### TASK INPUTS
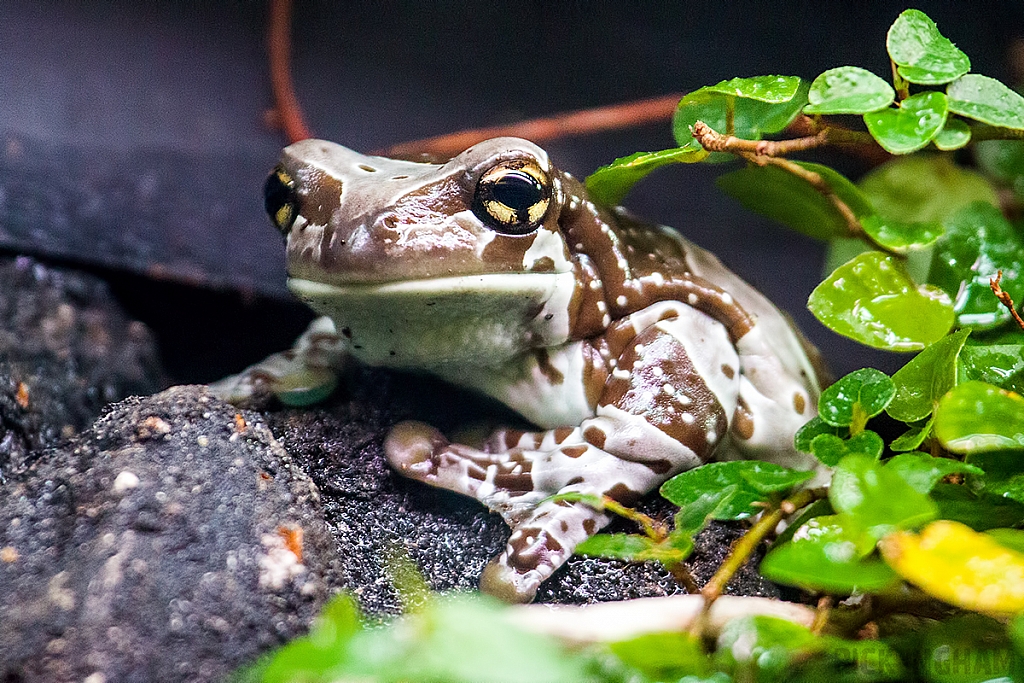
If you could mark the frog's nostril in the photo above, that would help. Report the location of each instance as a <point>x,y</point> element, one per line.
<point>281,200</point>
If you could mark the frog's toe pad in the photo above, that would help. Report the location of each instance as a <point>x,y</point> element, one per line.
<point>412,447</point>
<point>506,584</point>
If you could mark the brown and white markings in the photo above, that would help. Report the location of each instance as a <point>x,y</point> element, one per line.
<point>636,352</point>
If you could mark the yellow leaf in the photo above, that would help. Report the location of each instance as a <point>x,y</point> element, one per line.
<point>956,564</point>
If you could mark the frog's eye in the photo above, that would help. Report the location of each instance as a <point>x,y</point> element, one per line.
<point>512,198</point>
<point>281,200</point>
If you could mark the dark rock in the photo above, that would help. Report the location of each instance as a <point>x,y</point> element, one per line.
<point>66,350</point>
<point>159,545</point>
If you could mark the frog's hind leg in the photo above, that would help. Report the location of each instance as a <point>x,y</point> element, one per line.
<point>516,483</point>
<point>664,410</point>
<point>305,374</point>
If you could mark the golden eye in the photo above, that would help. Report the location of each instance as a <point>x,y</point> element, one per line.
<point>281,200</point>
<point>512,198</point>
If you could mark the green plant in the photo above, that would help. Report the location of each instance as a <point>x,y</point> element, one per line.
<point>921,531</point>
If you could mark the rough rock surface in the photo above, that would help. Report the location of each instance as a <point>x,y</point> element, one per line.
<point>172,541</point>
<point>67,349</point>
<point>451,538</point>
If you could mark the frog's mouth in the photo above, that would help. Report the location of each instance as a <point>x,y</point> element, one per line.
<point>439,324</point>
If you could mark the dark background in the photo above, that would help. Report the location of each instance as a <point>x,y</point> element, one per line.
<point>133,139</point>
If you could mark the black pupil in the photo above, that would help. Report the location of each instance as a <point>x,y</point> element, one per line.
<point>517,190</point>
<point>276,195</point>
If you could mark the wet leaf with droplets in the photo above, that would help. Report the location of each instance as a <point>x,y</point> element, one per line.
<point>977,244</point>
<point>866,391</point>
<point>848,90</point>
<point>792,201</point>
<point>872,300</point>
<point>752,119</point>
<point>910,126</point>
<point>826,555</point>
<point>986,99</point>
<point>609,184</point>
<point>954,134</point>
<point>977,417</point>
<point>922,382</point>
<point>923,54</point>
<point>773,89</point>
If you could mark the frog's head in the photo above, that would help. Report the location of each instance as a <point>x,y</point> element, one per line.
<point>395,250</point>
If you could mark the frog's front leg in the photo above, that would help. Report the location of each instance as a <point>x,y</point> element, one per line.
<point>305,374</point>
<point>671,388</point>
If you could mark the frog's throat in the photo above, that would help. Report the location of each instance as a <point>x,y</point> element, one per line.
<point>442,325</point>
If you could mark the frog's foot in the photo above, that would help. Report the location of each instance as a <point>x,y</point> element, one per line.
<point>502,481</point>
<point>305,374</point>
<point>539,545</point>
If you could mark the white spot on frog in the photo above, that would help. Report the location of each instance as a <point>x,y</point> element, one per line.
<point>125,481</point>
<point>279,565</point>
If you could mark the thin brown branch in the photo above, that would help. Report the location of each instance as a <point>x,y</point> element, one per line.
<point>539,130</point>
<point>714,141</point>
<point>747,544</point>
<point>821,614</point>
<point>279,43</point>
<point>1005,298</point>
<point>995,133</point>
<point>683,578</point>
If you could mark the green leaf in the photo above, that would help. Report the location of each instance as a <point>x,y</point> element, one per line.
<point>924,55</point>
<point>872,300</point>
<point>924,188</point>
<point>805,435</point>
<point>873,660</point>
<point>922,471</point>
<point>866,390</point>
<point>979,511</point>
<point>975,417</point>
<point>792,201</point>
<point>848,90</point>
<point>773,89</point>
<point>763,648</point>
<point>986,99</point>
<point>925,379</point>
<point>633,548</point>
<point>1001,365</point>
<point>978,243</point>
<point>323,650</point>
<point>876,499</point>
<point>824,555</point>
<point>755,481</point>
<point>954,134</point>
<point>752,118</point>
<point>912,437</point>
<point>899,237</point>
<point>609,184</point>
<point>910,126</point>
<point>664,656</point>
<point>460,639</point>
<point>694,516</point>
<point>830,450</point>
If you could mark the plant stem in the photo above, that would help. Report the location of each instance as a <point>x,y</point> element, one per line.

### EXERCISE INSTRUCTIONS
All entries are to be retyped exactly. Omit any embedded images.

### ANSWER
If you could mark the frog's nostril in the photo above, that would help. Report the location of each instance as a <point>x,y</point> element, one per line.
<point>281,200</point>
If you could mark the frog's toe pad in the photo above, that would help. Report the location of each instance as a <point>x,y</point> element, one per line.
<point>412,447</point>
<point>506,584</point>
If you could mark the brown and white markings in the photo above, that would help. Report the location of each instance as a <point>x,y</point> element, one per line.
<point>636,352</point>
If you could mark the yellow leaf in the photo above, that would help. Report the location of each instance as a <point>x,y</point> element, one per line.
<point>956,564</point>
If you could mark the frog's eye in the photo above, that would help. Report the location of each instance as a <point>x,y</point> element, one per line.
<point>512,198</point>
<point>281,200</point>
If you could mark the dark rock in the photo above, that would help. Report the location of each instance as a <point>x,y</point> element, one per line.
<point>66,350</point>
<point>159,545</point>
If you could mark the frog's hind leg in the photo above, that would help. Report the location of each instance as a <point>x,y</point> element, one per line.
<point>516,483</point>
<point>664,410</point>
<point>305,374</point>
If you could mark the golden eye in the photo above, that would help. Report the location of each instance as a <point>x,y</point> element, one per line.
<point>281,200</point>
<point>512,198</point>
If you could mark the green plant in the photo above, that would help. Report the location of each instance as a <point>x,y</point> element, one per line.
<point>921,531</point>
If you could mark the rough rock surface in the photo above, that would help. Report the location of each instance as a <point>x,y</point> element, one per line.
<point>172,541</point>
<point>67,349</point>
<point>451,538</point>
If you could mark the frog's mouth in the photo above, that would help. Report the location of each instance as a <point>x,y</point> element, one per line.
<point>439,324</point>
If you could mark the dark background in the photo above, that would help. Report the location of each instance as a <point>x,y</point> element, one per line.
<point>133,139</point>
If you could mark the black pupil in the photo above, that would help. Report the location of each instance as a <point>x,y</point> element, one per line.
<point>517,190</point>
<point>276,195</point>
If you could mark the wet leaf with droplets in the photo above, that would help. Report the location of each instance as a <point>x,y</point> element, one per line.
<point>977,244</point>
<point>866,391</point>
<point>848,90</point>
<point>792,201</point>
<point>872,300</point>
<point>752,119</point>
<point>910,126</point>
<point>826,555</point>
<point>986,99</point>
<point>609,184</point>
<point>954,134</point>
<point>977,417</point>
<point>922,382</point>
<point>923,54</point>
<point>773,89</point>
If you could mark the frog's head in the photo above, that would help. Report the location of each instance as a <point>x,y</point> element, one per line.
<point>395,250</point>
If you could mark the frog's front leg in the photo above, that would help. Report the location of each instance as a <point>x,y</point> element, one per line.
<point>305,374</point>
<point>671,388</point>
If you could mark the frog's throat in the photo above, that would help. Report the location of each instance as a <point>x,y</point> element, one per line.
<point>442,325</point>
If you could mark the frog's foot in the photo above, that would help. Report the location of each instance as a <point>x,y</point> element, one per line.
<point>502,481</point>
<point>305,374</point>
<point>539,545</point>
If you could mark the white spot on frog in the photo above, that would help. Report the location of each instance as a <point>x,y</point> element, one per line.
<point>125,481</point>
<point>279,565</point>
If you could mark the thin brown branch in the photo above, that would help. Report the location of each instance as a <point>x,y</point> element, one per line.
<point>539,130</point>
<point>714,141</point>
<point>747,544</point>
<point>821,614</point>
<point>279,43</point>
<point>1005,298</point>
<point>995,133</point>
<point>683,578</point>
If you could mark the green leaf in the photo above, that would help. Report the location of each instance as a <point>x,y</point> element, one per line.
<point>924,55</point>
<point>872,300</point>
<point>924,188</point>
<point>805,435</point>
<point>873,660</point>
<point>922,471</point>
<point>866,390</point>
<point>979,511</point>
<point>975,417</point>
<point>792,201</point>
<point>848,90</point>
<point>773,89</point>
<point>763,648</point>
<point>986,99</point>
<point>925,379</point>
<point>633,548</point>
<point>1001,365</point>
<point>978,243</point>
<point>323,650</point>
<point>876,499</point>
<point>824,555</point>
<point>755,481</point>
<point>954,134</point>
<point>752,118</point>
<point>912,437</point>
<point>899,237</point>
<point>609,184</point>
<point>910,126</point>
<point>664,656</point>
<point>460,639</point>
<point>694,516</point>
<point>830,450</point>
If you could mark the plant stem in the photo above, that would help. Report the location of each instance as a <point>x,y</point> element, one per line.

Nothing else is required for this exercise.